Among the entries, how many lines hold the word "gold"? Respond with that number only.
━━ MATERIAL PROVIDED
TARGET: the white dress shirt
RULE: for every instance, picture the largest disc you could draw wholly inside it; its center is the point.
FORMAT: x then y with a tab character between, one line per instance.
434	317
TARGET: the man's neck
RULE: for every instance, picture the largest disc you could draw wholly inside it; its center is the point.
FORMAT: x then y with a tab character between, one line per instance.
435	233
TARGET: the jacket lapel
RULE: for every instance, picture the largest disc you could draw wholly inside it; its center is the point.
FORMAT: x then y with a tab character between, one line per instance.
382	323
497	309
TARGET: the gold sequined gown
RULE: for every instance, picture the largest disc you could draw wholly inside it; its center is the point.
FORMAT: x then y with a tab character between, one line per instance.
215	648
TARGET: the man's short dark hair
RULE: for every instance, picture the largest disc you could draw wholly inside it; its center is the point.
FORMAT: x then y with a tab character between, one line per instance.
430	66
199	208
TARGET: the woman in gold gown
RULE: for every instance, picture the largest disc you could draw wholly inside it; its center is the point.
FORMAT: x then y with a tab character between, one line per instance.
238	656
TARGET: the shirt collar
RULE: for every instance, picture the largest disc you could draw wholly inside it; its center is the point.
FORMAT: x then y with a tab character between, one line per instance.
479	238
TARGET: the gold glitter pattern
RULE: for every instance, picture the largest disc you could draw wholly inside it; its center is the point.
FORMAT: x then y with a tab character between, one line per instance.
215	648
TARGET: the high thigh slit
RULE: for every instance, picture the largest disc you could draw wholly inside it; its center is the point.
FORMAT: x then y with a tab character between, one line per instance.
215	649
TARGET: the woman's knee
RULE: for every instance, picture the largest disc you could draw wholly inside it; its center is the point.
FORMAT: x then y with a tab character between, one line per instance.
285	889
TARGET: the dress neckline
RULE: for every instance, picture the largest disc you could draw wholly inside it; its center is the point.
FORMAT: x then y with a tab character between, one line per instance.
━━━━
▸ THE ANSWER: 3